[To do]:
Search the material below for "lamp" and copy every line where it occurs.

[Data for review]:

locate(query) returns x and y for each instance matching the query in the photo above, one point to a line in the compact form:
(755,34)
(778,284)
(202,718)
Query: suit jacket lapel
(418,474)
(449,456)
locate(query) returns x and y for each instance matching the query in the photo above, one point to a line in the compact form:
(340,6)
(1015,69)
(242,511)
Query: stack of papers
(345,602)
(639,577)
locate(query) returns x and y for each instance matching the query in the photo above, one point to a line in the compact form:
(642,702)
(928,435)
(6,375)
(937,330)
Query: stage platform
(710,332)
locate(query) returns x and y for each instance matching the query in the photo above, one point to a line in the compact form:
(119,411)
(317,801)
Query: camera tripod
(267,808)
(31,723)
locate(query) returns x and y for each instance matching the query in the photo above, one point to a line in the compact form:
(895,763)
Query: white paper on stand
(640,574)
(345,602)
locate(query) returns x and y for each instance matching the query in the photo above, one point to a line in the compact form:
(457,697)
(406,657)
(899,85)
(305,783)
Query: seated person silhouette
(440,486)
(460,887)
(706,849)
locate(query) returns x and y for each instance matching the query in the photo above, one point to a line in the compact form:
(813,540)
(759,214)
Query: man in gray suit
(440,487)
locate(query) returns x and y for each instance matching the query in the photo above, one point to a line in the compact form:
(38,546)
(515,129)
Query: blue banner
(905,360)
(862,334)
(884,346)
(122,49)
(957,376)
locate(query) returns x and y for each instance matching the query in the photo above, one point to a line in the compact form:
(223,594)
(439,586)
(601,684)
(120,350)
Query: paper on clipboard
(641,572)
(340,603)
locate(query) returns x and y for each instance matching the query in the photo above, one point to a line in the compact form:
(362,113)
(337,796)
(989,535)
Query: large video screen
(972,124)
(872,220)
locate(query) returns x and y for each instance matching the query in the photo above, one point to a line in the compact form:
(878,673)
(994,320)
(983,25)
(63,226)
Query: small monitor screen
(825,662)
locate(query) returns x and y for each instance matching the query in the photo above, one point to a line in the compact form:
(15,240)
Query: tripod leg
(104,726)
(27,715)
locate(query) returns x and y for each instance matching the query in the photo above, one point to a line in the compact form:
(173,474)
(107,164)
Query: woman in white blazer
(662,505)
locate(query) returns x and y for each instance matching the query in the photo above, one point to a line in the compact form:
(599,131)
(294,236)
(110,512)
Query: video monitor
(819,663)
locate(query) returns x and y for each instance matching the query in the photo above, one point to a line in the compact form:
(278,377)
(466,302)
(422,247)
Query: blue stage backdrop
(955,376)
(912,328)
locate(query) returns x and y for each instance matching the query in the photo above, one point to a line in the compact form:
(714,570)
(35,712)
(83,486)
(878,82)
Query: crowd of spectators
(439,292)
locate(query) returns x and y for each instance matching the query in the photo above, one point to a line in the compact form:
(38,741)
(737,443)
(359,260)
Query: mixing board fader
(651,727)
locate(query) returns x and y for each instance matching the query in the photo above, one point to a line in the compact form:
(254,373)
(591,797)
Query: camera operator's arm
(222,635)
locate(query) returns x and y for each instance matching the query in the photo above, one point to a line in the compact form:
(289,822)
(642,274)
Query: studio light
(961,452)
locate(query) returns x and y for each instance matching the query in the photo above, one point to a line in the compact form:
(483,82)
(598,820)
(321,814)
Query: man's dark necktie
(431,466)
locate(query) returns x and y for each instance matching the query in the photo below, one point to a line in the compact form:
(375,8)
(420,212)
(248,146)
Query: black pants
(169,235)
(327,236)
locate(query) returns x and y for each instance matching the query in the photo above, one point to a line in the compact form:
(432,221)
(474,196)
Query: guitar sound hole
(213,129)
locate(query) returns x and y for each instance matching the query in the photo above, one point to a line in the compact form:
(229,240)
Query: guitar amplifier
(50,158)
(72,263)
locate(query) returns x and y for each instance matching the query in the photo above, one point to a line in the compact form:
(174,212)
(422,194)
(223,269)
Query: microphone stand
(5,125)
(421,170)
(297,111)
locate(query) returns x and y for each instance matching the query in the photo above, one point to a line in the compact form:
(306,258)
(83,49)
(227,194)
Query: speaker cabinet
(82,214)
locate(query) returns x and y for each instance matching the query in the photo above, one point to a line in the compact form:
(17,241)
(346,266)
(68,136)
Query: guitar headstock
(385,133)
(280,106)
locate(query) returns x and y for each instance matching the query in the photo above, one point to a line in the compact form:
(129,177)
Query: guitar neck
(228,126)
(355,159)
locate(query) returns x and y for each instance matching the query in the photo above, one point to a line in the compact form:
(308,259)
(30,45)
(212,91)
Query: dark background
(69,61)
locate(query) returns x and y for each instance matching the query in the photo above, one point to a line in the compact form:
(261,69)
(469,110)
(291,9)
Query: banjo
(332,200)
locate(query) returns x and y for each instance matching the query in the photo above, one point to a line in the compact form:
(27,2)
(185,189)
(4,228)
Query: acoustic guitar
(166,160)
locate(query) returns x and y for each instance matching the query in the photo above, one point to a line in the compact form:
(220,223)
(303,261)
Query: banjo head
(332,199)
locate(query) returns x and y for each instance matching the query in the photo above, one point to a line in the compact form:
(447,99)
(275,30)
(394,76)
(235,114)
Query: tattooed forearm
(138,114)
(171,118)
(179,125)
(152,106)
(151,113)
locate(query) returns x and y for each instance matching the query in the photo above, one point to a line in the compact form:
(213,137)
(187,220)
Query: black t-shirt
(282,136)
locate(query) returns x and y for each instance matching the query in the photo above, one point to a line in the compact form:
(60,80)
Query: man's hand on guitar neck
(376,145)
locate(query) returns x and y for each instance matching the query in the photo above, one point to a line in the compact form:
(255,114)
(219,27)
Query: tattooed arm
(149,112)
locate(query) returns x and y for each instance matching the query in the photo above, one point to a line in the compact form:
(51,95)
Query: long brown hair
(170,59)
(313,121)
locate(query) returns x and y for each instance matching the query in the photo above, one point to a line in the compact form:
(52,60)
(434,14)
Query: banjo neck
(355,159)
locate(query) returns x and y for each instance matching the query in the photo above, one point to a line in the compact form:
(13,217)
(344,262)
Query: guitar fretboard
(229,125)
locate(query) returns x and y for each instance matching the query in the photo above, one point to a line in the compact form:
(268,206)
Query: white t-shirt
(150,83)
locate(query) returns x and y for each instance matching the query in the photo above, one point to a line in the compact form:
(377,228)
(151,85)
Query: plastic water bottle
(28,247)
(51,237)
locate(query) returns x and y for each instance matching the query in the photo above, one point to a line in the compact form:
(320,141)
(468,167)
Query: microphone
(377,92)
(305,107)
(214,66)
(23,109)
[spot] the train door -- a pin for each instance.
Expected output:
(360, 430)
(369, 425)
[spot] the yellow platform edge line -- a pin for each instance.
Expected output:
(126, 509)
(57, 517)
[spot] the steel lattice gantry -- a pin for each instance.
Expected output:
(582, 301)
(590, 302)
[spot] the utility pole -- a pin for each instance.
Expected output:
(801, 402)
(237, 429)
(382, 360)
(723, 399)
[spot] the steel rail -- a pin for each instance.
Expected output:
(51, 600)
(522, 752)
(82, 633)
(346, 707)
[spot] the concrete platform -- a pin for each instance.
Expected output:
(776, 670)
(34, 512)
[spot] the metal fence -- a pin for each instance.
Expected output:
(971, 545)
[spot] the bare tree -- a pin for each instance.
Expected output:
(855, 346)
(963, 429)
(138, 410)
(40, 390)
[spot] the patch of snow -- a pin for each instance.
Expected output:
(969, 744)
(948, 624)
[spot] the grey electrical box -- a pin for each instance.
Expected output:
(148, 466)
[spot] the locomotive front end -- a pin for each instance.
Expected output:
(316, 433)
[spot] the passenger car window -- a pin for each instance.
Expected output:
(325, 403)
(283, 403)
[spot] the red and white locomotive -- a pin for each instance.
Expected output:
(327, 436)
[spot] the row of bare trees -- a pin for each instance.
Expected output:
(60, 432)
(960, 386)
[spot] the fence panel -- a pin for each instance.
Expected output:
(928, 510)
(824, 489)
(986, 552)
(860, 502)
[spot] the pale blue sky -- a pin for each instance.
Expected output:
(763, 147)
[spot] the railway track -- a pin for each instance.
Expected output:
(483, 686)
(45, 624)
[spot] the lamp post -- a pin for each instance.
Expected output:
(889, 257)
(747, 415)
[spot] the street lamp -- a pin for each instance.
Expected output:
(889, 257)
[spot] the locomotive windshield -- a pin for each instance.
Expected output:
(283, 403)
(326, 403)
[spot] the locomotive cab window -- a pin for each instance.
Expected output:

[Response to this task]:
[spot] the lamp post -- a pin for each instance.
[spot] the street lamp -- a pin for each instance.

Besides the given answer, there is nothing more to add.